Reproduce all of the material, keeping each line intact.

---

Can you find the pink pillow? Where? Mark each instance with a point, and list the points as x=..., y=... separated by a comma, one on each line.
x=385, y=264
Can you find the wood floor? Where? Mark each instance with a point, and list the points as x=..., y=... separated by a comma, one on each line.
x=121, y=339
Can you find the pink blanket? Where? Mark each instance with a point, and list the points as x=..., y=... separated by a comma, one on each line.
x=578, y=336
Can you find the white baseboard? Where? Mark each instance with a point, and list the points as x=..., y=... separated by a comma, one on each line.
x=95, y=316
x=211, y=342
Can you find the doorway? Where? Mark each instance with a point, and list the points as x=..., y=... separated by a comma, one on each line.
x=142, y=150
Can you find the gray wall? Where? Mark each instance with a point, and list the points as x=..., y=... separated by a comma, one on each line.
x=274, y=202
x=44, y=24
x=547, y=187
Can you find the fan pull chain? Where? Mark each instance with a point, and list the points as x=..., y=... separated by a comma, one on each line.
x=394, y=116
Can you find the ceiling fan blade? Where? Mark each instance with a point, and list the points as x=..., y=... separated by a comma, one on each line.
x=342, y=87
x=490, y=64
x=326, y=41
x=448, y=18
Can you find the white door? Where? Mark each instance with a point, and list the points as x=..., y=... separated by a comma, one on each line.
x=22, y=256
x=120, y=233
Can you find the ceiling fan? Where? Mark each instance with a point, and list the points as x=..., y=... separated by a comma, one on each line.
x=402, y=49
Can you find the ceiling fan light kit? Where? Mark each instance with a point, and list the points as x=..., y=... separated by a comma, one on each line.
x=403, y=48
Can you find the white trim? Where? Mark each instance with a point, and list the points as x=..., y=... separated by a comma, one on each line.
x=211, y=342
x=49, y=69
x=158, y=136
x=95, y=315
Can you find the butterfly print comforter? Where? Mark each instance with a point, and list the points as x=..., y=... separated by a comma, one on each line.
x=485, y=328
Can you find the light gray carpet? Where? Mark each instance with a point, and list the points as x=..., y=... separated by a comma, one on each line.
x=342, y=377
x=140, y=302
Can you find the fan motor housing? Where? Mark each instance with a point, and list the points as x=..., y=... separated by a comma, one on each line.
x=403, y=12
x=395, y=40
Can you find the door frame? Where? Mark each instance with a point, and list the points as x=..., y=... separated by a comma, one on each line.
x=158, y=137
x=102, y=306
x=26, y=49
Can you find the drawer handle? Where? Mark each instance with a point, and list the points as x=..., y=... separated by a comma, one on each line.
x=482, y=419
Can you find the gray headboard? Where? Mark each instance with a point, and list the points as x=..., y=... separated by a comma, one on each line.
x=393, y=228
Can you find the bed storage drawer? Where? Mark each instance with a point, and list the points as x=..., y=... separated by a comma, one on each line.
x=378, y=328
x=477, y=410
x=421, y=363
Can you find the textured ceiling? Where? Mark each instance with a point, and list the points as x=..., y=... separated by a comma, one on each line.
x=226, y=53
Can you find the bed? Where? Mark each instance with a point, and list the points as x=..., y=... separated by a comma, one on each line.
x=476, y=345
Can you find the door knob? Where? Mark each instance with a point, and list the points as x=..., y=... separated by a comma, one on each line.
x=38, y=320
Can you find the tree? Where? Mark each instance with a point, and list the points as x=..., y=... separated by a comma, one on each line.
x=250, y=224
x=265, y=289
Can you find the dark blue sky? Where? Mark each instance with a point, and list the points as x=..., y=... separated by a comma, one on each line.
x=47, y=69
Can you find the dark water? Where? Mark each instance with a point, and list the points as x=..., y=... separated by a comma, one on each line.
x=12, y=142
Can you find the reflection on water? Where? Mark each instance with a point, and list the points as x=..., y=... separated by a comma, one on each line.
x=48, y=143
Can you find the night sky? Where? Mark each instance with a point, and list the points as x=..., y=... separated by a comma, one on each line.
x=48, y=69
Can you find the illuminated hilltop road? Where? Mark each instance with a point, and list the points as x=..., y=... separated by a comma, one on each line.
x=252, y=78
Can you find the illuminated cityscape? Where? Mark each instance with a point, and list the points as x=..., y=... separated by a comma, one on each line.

---

TASK RESULT:
Can you find the pink pillow? Where? Mark each instance with a point, and list the points as x=..., y=... separated by a comma, one on each line.
x=385, y=264
Can you find the wood floor? Where? Mark each instance with a point, and list the points as x=..., y=... separated by a comma, one on each line.
x=121, y=339
Can you find the pink blanket? Where? Mark each instance with a point, and list the points as x=..., y=... separated by a comma, one on each line.
x=578, y=336
Can you find the white baseboard? Where? Mark each instance with a point, and list the points as x=..., y=... separated by a comma, one on each line.
x=95, y=316
x=211, y=342
Can you find the doorway? Where? Mark each instance with a point, and list the points as x=..., y=... separated by a comma, one on each line.
x=142, y=150
Can you find the gray wall? Where? Mark each instance with a point, and list the points as x=..., y=... separated by a comma, one on each line.
x=274, y=202
x=44, y=24
x=547, y=187
Can you find the fan pull chain? Where? Mark each instance with a point, and list the points as x=..., y=... separated by a comma, one on each line.
x=394, y=116
Can you find the ceiling fan blade? Where? Mark each instance with a point, and list the points as x=..., y=... separated by a comma, one on each line.
x=342, y=87
x=490, y=64
x=326, y=41
x=448, y=18
Can you find the white door? Where? Mark each instance with a point, and list the points as x=..., y=... separated by a comma, one on each line.
x=22, y=256
x=120, y=233
Can you find the ceiling fan? Where? Mark each instance with a point, and list the points as x=..., y=... separated by a comma, one on each line.
x=402, y=49
Can you find the ceiling fan light kit? Where? Mark each instance with a point, and list the points as x=..., y=... separated by a comma, one on each line.
x=403, y=48
Can you find the white trim? Where? Mark each instance with a point, and list the points as x=..., y=... separated by a comma, one on each line.
x=211, y=342
x=49, y=69
x=158, y=136
x=95, y=315
Can you find the butterfly print comforter? Where? Mark each instance with a point, and list the points as x=..., y=... separated by a comma, one on each line.
x=485, y=328
Can you find the light gray carpet? Where? Mark each instance with a point, and list the points as x=..., y=... separated by a comma, one on each line.
x=342, y=377
x=140, y=302
Can you find the fan motor housing? Where? Mark each instance with a point, and list the points as x=..., y=... separated by a comma, one on each line.
x=403, y=12
x=395, y=40
Can you find the door frame? Where? Mark each instance with a point, and list the points as x=..., y=... separated by a comma, one on each line.
x=158, y=137
x=102, y=306
x=26, y=49
Can you find the drawer handle? Where? Mark each instance with a point, and list the points as x=..., y=... separated by a comma, one on each line.
x=482, y=419
Can you find the gray headboard? Where? Mark each instance with a point, and list the points as x=..., y=... separated by a comma, one on each line.
x=393, y=228
Can you find the bed storage drawer? Where? Mark each instance with a point, and list the points as x=..., y=... separated by a comma, one on each line.
x=378, y=328
x=477, y=410
x=421, y=363
Can you find the textured ceiling? Where? Mark each instance with a point, and list the points as x=..., y=... separated by a comma, one on each line.
x=226, y=53
Can you find the bed? Where? Mark each instance with a point, and list the points as x=..., y=... separated by a comma, one on each line.
x=476, y=345
Can you find the door knob? Where? Mark each instance with a point, and list the points as x=..., y=... separated by a comma, one on each line.
x=38, y=320
Can you find the tree? Where? Mark each instance with a point, and list the points as x=..., y=... separated by a comma, one on each line.
x=250, y=224
x=265, y=289
Can you find the dark blue sky? Where? Mark each instance with a point, and list the points as x=..., y=... separated by a comma, one on each line.
x=47, y=69
Can you find the dark water? Where? Mark each instance with a point, and list the points as x=..., y=... separated by a comma, one on each line.
x=12, y=142
Can you find the reflection on water? Where? Mark each instance with a point, and list the points as x=..., y=... separated by a comma, one on each line.
x=48, y=143
Can you find the night sky? Where? Mark each instance with a point, and list the points as x=..., y=... separated by a comma, one on each line.
x=48, y=69
Can you find the illuminated hilltop road? Where? Mark each instance with a point, and list the points as x=..., y=... separated by a comma, one on each line.
x=252, y=78
Can you find the illuminated cityscape? Where? Mark each instance with a point, and list the points as x=..., y=... separated by a comma, one on each line.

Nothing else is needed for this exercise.